**TASK PROMPT**
Return, word for word, every line that follows.
[Begin]
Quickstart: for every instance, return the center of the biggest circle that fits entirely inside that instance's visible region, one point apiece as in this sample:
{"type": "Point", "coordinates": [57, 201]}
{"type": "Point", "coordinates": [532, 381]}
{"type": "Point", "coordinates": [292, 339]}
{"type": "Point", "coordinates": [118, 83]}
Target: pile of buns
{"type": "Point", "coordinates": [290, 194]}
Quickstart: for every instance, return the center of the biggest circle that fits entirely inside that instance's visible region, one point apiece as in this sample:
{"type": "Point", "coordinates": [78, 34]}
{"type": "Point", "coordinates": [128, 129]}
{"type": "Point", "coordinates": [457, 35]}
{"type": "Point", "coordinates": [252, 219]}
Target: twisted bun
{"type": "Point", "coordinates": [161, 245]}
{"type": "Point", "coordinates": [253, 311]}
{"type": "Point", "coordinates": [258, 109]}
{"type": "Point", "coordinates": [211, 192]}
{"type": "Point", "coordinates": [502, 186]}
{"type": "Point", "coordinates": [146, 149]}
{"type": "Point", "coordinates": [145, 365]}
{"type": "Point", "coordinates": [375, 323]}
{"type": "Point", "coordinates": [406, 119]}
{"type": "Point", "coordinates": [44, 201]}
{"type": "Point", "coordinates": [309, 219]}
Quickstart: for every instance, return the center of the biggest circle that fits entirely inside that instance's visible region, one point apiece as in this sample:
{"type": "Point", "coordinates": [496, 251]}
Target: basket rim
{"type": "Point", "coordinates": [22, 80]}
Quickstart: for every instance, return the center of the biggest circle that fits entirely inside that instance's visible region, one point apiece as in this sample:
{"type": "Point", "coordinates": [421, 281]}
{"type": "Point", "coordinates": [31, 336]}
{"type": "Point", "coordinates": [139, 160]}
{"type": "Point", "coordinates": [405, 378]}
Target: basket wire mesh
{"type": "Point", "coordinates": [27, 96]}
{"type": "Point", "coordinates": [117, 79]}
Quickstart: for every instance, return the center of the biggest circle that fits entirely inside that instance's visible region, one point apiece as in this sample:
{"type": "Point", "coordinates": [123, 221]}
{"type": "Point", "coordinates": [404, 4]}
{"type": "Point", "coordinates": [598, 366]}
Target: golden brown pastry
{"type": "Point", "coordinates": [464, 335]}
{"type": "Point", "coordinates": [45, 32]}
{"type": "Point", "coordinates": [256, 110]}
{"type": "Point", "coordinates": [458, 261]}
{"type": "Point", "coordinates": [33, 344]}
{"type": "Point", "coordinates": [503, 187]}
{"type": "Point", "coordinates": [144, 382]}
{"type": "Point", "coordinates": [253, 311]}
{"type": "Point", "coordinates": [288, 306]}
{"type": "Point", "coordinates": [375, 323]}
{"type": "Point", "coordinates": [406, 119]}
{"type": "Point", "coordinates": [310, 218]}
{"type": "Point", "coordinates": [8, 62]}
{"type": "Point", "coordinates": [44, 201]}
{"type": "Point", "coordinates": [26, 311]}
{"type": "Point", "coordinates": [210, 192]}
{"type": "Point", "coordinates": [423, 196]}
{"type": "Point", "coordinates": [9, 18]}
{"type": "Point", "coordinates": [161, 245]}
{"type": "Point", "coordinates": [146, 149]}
[End]
**EXPECTED ANSWER**
Quickstart: for every instance, return the center of the biggest circle that fits entirely inside that instance's visible region, one point apiece as in this sample:
{"type": "Point", "coordinates": [57, 201]}
{"type": "Point", "coordinates": [532, 381]}
{"type": "Point", "coordinates": [292, 339]}
{"type": "Point", "coordinates": [118, 83]}
Target: pile of buns
{"type": "Point", "coordinates": [290, 194]}
Quickstart: for every instance, return the center of the biggest circle that fits entirely inside that instance's visible region, one point apiece as in this sample:
{"type": "Point", "coordinates": [78, 34]}
{"type": "Point", "coordinates": [128, 129]}
{"type": "Point", "coordinates": [457, 35]}
{"type": "Point", "coordinates": [252, 219]}
Target: twisted bun
{"type": "Point", "coordinates": [161, 245]}
{"type": "Point", "coordinates": [253, 311]}
{"type": "Point", "coordinates": [258, 109]}
{"type": "Point", "coordinates": [211, 192]}
{"type": "Point", "coordinates": [502, 186]}
{"type": "Point", "coordinates": [146, 149]}
{"type": "Point", "coordinates": [145, 365]}
{"type": "Point", "coordinates": [375, 323]}
{"type": "Point", "coordinates": [406, 119]}
{"type": "Point", "coordinates": [44, 201]}
{"type": "Point", "coordinates": [309, 219]}
Quickstart: for every instance, return the center of the biggest circle that fits entirely inside that instance's visible region, one point apiece as in this sample:
{"type": "Point", "coordinates": [496, 251]}
Target: basket rim
{"type": "Point", "coordinates": [22, 80]}
Quickstart: for every instance, return the center of the biggest circle that fits entirely inside that instance's visible region, one point apiece as in this sample:
{"type": "Point", "coordinates": [421, 281]}
{"type": "Point", "coordinates": [31, 336]}
{"type": "Point", "coordinates": [139, 160]}
{"type": "Point", "coordinates": [405, 378]}
Target: basket wire mesh
{"type": "Point", "coordinates": [27, 96]}
{"type": "Point", "coordinates": [117, 79]}
Quickstart: for every instance, return the center of the biggest circle that fits entirely inside that instance's visible region, one point apiece as in this sample:
{"type": "Point", "coordinates": [123, 221]}
{"type": "Point", "coordinates": [404, 4]}
{"type": "Point", "coordinates": [598, 366]}
Target: golden brown pastry
{"type": "Point", "coordinates": [464, 335]}
{"type": "Point", "coordinates": [45, 32]}
{"type": "Point", "coordinates": [256, 110]}
{"type": "Point", "coordinates": [458, 261]}
{"type": "Point", "coordinates": [33, 344]}
{"type": "Point", "coordinates": [503, 187]}
{"type": "Point", "coordinates": [144, 382]}
{"type": "Point", "coordinates": [253, 311]}
{"type": "Point", "coordinates": [288, 306]}
{"type": "Point", "coordinates": [375, 323]}
{"type": "Point", "coordinates": [406, 119]}
{"type": "Point", "coordinates": [310, 218]}
{"type": "Point", "coordinates": [8, 62]}
{"type": "Point", "coordinates": [44, 201]}
{"type": "Point", "coordinates": [26, 311]}
{"type": "Point", "coordinates": [210, 192]}
{"type": "Point", "coordinates": [423, 196]}
{"type": "Point", "coordinates": [9, 18]}
{"type": "Point", "coordinates": [161, 245]}
{"type": "Point", "coordinates": [146, 149]}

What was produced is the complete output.